Data under study:
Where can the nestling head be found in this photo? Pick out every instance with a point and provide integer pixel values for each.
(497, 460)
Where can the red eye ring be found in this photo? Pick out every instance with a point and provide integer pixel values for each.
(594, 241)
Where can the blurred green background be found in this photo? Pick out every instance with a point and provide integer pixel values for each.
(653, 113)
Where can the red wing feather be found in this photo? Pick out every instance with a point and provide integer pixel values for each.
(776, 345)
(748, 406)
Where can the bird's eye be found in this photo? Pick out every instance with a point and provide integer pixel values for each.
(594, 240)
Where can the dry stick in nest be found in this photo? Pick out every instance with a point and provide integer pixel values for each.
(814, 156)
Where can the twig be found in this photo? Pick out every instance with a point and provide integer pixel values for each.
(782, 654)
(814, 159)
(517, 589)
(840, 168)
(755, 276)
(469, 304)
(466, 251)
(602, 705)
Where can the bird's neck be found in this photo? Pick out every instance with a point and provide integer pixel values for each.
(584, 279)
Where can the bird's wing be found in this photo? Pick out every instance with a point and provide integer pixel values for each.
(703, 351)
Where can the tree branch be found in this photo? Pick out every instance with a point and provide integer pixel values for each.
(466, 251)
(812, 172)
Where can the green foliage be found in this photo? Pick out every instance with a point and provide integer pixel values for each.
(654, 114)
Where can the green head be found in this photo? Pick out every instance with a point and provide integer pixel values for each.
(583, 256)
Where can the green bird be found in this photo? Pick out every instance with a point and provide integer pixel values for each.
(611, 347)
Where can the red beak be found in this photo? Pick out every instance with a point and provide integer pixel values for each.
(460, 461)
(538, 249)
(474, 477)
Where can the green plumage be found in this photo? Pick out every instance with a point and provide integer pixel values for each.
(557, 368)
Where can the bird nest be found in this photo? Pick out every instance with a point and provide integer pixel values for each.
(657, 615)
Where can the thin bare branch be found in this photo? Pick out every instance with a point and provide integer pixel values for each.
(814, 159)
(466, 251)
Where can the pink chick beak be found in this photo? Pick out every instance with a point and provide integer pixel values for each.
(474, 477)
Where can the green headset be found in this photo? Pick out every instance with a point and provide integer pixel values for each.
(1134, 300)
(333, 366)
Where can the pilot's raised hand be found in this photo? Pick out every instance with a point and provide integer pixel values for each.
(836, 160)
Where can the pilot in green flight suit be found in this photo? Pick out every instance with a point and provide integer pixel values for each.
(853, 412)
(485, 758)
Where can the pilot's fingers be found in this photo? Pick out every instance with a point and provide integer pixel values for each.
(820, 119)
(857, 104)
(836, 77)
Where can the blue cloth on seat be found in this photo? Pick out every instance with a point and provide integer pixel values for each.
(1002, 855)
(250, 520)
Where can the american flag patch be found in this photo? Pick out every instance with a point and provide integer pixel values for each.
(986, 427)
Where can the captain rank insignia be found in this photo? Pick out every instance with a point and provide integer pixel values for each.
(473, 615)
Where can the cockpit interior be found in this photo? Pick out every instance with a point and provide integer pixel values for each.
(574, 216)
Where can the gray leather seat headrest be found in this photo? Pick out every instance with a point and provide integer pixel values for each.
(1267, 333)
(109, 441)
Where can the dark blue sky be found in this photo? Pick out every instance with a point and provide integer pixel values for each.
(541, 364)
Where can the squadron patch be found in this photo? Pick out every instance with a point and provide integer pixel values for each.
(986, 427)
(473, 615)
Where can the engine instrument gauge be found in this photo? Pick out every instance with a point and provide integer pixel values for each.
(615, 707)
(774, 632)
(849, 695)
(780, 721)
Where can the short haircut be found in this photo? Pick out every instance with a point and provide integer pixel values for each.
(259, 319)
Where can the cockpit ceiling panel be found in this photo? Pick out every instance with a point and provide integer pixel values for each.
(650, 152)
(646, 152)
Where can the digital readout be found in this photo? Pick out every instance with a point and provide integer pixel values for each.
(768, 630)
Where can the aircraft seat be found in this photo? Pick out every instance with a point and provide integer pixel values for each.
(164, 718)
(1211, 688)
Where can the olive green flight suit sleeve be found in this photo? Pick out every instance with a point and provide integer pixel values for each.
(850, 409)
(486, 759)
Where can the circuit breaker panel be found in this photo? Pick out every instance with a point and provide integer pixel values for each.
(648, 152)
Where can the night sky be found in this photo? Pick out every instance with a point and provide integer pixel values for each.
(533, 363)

What to produce: The task here is to output the line with "Where can the gray" and all lines after it to the end of the records above, exactly and only those.

Written solution:
Where can the gray leather seat headrest be found in this photo? Pick out every instance with a point and provide integer pixel values for each.
(1267, 333)
(109, 441)
Where can the dark blue sky be found in this photo? Pick out every instance with a point and provide integer pixel values for each.
(541, 364)
Where can the squadron patch be found in this photo? Pick out every instance with a point and provide integer pixel values for each.
(986, 427)
(473, 615)
Where can the engine instrument gauge be found in this photo? Pick out every instance with a point and provide integer pixel values for each.
(615, 707)
(774, 632)
(849, 695)
(780, 721)
Where can the short haircut be found in this photo? Pick out every instance with a point and provide integer pixel values for each.
(259, 319)
Where can the cockpit ceiling panel be found in this photo? Pick out every instance with a point and provide integer pixel values for each.
(650, 152)
(646, 152)
Where can the digital readout be found in this photo? Pick out every instance with a point and provide integer pixel values for each.
(768, 630)
Where can the aircraft seat be found in this photo? Pick out every instance with a point and provide integer pixel values for each.
(164, 718)
(1211, 688)
Where can the olive green flight suit sleeve be found in this photo? Pick out every instance with a point and provide integer pixel values for each.
(850, 409)
(486, 759)
Where can the circuit breaker panel be found in this photo? Pick out every instance with a point and provide integer pixel values for each.
(648, 152)
Where can the night sky be found in this photo? Pick out every instance with a point and provide integer pixel values for each.
(533, 363)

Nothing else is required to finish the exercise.